Extracted information:

═══

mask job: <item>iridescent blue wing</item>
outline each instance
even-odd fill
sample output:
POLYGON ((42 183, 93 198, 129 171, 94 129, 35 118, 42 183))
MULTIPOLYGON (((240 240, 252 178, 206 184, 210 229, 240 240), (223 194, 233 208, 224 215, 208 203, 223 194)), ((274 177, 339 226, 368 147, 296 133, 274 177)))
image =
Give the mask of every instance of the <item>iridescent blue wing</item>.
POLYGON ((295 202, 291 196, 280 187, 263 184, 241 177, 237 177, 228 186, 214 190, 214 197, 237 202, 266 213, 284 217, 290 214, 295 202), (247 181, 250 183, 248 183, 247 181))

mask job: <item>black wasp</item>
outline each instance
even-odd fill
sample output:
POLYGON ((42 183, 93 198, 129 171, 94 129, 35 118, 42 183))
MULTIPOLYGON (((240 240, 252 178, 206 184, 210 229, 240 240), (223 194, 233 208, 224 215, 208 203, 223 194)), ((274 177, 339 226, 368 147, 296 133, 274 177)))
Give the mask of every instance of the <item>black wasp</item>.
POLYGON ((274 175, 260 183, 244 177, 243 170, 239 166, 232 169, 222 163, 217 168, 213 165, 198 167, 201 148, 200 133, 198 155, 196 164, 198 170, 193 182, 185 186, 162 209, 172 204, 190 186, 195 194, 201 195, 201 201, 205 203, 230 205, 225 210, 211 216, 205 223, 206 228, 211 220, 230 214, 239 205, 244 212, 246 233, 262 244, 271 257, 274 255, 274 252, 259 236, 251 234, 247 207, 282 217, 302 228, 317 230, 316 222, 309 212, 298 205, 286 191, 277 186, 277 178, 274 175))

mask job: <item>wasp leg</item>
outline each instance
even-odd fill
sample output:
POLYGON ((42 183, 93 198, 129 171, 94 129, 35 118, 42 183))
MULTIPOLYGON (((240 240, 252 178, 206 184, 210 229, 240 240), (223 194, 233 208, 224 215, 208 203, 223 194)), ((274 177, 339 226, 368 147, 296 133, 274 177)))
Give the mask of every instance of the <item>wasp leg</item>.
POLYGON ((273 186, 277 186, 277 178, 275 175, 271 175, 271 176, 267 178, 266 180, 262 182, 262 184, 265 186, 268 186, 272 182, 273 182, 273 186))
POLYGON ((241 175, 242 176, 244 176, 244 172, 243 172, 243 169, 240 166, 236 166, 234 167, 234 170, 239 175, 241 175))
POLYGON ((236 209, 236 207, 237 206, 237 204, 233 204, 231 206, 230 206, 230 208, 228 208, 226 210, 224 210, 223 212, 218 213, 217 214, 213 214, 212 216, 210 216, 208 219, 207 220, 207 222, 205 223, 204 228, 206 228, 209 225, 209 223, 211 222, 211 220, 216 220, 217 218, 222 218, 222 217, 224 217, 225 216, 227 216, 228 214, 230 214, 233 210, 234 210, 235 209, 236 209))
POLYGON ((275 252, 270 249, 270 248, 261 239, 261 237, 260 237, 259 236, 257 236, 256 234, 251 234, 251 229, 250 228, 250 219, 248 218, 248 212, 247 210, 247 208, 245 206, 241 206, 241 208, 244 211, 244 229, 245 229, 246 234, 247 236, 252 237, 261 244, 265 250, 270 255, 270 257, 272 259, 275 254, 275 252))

═══

Aim of the task: List each line in the records above that contains the string "blue", matching case exactly.

Result below:
mask job: <item>iridescent blue wing</item>
Give the mask of every instance of the <item>iridescent blue wing</item>.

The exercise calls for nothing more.